Records from a collection:
____

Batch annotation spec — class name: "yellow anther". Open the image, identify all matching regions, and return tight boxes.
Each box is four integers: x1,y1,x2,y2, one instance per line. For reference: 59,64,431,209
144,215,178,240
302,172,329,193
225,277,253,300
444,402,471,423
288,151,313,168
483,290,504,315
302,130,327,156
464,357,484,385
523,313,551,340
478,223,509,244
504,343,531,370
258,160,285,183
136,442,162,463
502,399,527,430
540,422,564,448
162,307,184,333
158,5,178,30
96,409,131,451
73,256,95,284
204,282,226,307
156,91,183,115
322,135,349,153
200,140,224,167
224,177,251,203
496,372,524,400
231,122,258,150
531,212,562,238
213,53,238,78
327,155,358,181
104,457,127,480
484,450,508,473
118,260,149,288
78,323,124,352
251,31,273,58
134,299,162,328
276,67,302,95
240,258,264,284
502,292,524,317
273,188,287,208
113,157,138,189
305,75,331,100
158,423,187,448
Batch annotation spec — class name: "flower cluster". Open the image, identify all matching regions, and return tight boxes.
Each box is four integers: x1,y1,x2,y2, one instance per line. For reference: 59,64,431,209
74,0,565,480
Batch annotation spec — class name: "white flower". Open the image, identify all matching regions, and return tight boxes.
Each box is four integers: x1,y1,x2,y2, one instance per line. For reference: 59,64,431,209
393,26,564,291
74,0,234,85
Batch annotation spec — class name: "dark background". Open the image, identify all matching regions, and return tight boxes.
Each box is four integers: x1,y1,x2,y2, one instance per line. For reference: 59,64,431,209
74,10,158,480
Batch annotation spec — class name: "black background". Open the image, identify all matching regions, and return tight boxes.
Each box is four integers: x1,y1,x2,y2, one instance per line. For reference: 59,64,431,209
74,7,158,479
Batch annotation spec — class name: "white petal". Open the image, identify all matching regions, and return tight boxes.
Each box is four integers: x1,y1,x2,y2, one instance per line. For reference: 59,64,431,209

____

• [SHORT PROBLEM]:
Can you write out the part of the records that opens at their start and closes with the line containing "200,140,224,167", both ends included and requests kept, with every bounding box coordinate in the answers shifted up by 138? Leave the reference sample in the requests as it is.

• [THE REPLY]:
Batch annotation spec — class name: "yellow anther". Open the image, identify all matching regions, and return tight boxes.
Each box is four integers: x1,y1,x2,y2, one instance per line. For reference: 59,64,431,209
282,353,316,378
440,310,467,331
363,415,391,438
582,540,609,561
426,289,451,306
621,428,642,453
440,268,465,294
602,495,622,523
661,451,689,478
616,361,647,382
642,481,669,508
396,298,423,321
274,580,300,601
640,537,665,568
678,560,702,586
300,445,322,471
296,143,316,168
234,547,269,589
211,394,233,422
342,420,364,445
294,229,321,253
460,273,487,291
338,278,362,305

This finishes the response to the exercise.